Take the records underneath and set them down exactly.

[Collected data]

....

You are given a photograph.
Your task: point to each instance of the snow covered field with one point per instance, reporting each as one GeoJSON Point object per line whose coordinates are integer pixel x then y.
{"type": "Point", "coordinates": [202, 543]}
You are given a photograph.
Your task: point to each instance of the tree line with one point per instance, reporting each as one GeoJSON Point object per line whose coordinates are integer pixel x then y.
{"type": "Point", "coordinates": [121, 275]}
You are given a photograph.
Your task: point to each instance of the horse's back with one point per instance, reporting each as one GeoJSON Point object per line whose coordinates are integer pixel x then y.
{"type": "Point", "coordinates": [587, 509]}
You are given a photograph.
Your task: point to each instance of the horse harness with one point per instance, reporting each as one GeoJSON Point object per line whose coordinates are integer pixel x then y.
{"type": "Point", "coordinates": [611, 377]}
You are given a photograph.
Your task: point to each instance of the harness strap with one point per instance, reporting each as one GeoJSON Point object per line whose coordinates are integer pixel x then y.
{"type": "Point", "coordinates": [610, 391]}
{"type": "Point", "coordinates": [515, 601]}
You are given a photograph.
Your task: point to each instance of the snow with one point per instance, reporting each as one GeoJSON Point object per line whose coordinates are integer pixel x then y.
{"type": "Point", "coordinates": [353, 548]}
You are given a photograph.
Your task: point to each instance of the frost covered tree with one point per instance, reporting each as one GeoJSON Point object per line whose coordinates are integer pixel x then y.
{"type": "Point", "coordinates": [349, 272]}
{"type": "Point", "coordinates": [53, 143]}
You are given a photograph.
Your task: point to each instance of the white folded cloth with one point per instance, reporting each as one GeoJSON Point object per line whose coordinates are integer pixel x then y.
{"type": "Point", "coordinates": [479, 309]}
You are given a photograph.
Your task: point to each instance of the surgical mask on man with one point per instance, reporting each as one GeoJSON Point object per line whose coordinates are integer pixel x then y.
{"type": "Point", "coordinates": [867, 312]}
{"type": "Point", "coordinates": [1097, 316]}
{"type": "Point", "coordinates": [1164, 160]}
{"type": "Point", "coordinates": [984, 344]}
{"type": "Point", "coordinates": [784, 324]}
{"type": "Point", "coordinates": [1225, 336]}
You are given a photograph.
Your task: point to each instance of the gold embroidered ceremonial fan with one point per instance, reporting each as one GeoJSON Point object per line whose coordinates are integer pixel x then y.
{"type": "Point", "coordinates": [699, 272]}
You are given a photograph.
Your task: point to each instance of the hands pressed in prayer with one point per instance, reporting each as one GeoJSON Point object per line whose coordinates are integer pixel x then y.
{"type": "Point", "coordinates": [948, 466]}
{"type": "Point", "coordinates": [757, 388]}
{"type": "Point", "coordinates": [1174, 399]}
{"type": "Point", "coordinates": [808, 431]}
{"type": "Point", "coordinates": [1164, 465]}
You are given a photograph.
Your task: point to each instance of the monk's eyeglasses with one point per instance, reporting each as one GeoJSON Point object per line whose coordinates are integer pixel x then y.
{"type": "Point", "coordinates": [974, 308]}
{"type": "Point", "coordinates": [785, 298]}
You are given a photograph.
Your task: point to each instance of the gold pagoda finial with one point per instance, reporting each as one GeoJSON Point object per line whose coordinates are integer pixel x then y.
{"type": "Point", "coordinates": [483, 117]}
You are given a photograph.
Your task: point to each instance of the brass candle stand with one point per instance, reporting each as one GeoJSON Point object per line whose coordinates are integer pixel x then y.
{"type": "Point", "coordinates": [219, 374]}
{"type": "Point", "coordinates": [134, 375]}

....

### Answer box:
You are given a photograph.
Your task: point to each instance of the snow covered field with one point per instance, reporting each as one GeoJSON Point object per line whose coordinates are integer pixel x then y.
{"type": "Point", "coordinates": [202, 543]}
You are given a photograph.
Your task: point to each instance of the tree line with one point per instance, reporting each as one GeoJSON Point object per line whose coordinates are integer pixel x then y.
{"type": "Point", "coordinates": [121, 275]}
You are given a photograph.
Your task: point to each instance of the horse's back with one point per instance, reporting each as one GeoJSON Point object per line whose coordinates are integer pixel x then y.
{"type": "Point", "coordinates": [587, 509]}
You are given a photograph.
Your task: point to each instance of the horse harness with one point per instance, reporting each as one GeoJSON Point object per line whose coordinates are integer pixel x then y.
{"type": "Point", "coordinates": [611, 377]}
You are given a photograph.
Your task: point to each instance of the harness strap with one point per instance, reporting each as one GeoJSON Point object per line whose coordinates are integer pixel x then y.
{"type": "Point", "coordinates": [610, 391]}
{"type": "Point", "coordinates": [515, 601]}
You are given a photograph.
Your task: point to each instance of the snow with one point per instance, reporting each as one GeoJSON Point object per line whose coordinates are integer pixel x then y.
{"type": "Point", "coordinates": [353, 548]}
You are given a photograph.
Your task: point to each instance of the frost covered tree with one point per instance, reporting each as one GeoJSON Point object per line whose coordinates are integer pixel x then y.
{"type": "Point", "coordinates": [349, 272]}
{"type": "Point", "coordinates": [53, 143]}
You are given a photograph.
Your task: point to each instance of the white folded cloth with one point per instance, reporting each as one GeoJSON Point object per line whose coordinates are integer pixel x then y.
{"type": "Point", "coordinates": [479, 309]}
You are given a photograph.
Your task: point to each instance of the surgical mask on man with one point per instance, reporting each as one GeoJSON Point object per line whose coordinates are integer pixel x then y.
{"type": "Point", "coordinates": [867, 312]}
{"type": "Point", "coordinates": [1097, 316]}
{"type": "Point", "coordinates": [1164, 160]}
{"type": "Point", "coordinates": [984, 344]}
{"type": "Point", "coordinates": [784, 324]}
{"type": "Point", "coordinates": [1225, 336]}
You are given a photograph.
Your task: point to each instance of the gold embroidered ceremonial fan with one point per instance, reporting each as one GeoJSON Point object per line whose coordinates are integer pixel x then y.
{"type": "Point", "coordinates": [699, 272]}
You are given a photograph.
Your task: point to each instance of the hands pressed in prayer with one point per instance, reporting each as one GeoJSON Point object per line whose coordinates are integer pixel x then y.
{"type": "Point", "coordinates": [948, 466]}
{"type": "Point", "coordinates": [757, 388]}
{"type": "Point", "coordinates": [1174, 399]}
{"type": "Point", "coordinates": [808, 431]}
{"type": "Point", "coordinates": [1164, 465]}
You are given a photograph.
Your task: point to each instance of the monk's eyeglasses with one point per instance, reporting each as one GeoJSON Point object per line whose coordinates are integer pixel x then y.
{"type": "Point", "coordinates": [974, 308]}
{"type": "Point", "coordinates": [785, 298]}
You are given a photograph.
Your task: point to each instance of the gold pagoda finial with one point per instance, reporting each as one GeoJSON Point object per line whose coordinates are integer pixel x then y.
{"type": "Point", "coordinates": [483, 117]}
You are given a photograph.
Your task: point to each instance of the brass candle stand with one point per instance, reporting each as one GeoJSON Point object per line whose coordinates are integer pixel x then y.
{"type": "Point", "coordinates": [219, 374]}
{"type": "Point", "coordinates": [134, 375]}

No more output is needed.